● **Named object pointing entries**
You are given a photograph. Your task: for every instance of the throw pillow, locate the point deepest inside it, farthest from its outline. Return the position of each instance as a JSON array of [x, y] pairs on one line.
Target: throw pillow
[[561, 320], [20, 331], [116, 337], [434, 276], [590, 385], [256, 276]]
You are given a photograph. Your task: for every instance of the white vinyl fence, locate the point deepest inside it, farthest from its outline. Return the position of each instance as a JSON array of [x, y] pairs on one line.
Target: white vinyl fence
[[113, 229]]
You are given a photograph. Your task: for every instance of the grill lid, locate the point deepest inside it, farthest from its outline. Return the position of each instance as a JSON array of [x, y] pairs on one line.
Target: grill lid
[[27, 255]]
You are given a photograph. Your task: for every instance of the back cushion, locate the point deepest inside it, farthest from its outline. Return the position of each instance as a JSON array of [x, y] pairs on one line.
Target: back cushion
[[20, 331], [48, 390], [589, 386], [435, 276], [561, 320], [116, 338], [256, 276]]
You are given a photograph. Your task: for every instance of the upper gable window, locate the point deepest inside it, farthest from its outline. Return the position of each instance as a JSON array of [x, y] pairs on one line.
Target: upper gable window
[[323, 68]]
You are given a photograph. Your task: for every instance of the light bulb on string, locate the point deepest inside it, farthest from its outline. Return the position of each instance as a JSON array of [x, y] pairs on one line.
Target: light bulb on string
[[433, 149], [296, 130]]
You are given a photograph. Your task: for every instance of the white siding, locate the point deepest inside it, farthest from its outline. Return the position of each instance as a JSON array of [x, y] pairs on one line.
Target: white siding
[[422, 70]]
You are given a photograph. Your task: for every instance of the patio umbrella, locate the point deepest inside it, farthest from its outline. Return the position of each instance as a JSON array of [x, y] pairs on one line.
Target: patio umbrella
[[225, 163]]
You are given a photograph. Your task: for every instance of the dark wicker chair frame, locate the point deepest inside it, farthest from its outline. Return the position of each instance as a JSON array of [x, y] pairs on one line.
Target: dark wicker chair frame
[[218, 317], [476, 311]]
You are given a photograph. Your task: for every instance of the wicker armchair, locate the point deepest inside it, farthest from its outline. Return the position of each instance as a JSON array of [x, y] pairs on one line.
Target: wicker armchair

● **WHAT THE TASK REQUIRES**
Return every line of the material above exactly as it is.

● **RESULT OF THIS EXERCISE**
You are given a photograph. Your task: for every instance of the throw pillow, locate the point deepest inside it, farthest from its outline. Return the position of each instance as a JSON array of [x, y] pairs on one line.
Target: throw pillow
[[561, 320], [20, 331], [116, 337], [434, 276], [590, 385], [256, 276]]
You are given a photograph. Your task: for every instance of the white vinyl fence, locate the point deepest inside it, farthest from its outline. Return the position of each instance as a JSON array of [x, y] pairs on one line.
Target: white vinyl fence
[[113, 229]]
You are given a photograph. Your task: for every instance of the grill lid, locate the point deepest inside it, farthest from its outline. Return the position of each instance as a JSON array of [x, y] pairs on one line.
Target: grill lid
[[27, 255]]
You are given a photograph. Your task: for every instance of the back cushion, locate the point deepest inside it, farthest from its outline. Return the position of each instance as a JSON array of [x, y] pairs on one line.
Target: back cushion
[[20, 331], [48, 390], [589, 386], [435, 276], [561, 320], [116, 338], [256, 276]]
You are given a photograph. Your task: for every instance of the upper gable window, locate the point deepest inside it, farthest from its outline. Return the position of each instance as a JSON array of [x, y] pairs on one line.
Target: upper gable window
[[323, 68]]
You are given a photograph. Your task: for every instance of the light bulb on string, locate the point deepest inside it, farthest from its outline. Return the position of each instance as a JSON array of [x, y] pairs on one line.
Target: light bulb on string
[[433, 149], [296, 130]]
You are given a photograph. Your task: for every instance of the white siding, locate the point deepest inside it, farthest from its outline. Return the position of each instance as a JSON array of [x, y] pairs on one line.
Target: white siding
[[422, 70]]
You are given a photograph. Your task: for every instance of the patio umbrella, locate the point deepest inside it, farthest from its outline. Return the position of each instance as a JSON array of [x, y] pairs on one line.
Target: patio umbrella
[[225, 163]]
You are given a photograph. Your task: for every instance of the dark wicker chair frame, locate the point deepest inside it, farthest from its outline. Return the position of each instance as a JSON array of [x, y] pairs on one line.
Target: dark wicker chair frame
[[218, 317], [476, 311]]
You are given a photograph. Your task: for every instance of the wicker armchair, locate the point deepest inside it, farthest from its outline. Return the position of each instance as a JSON array of [x, y] pairs on one line.
Target: wicker armchair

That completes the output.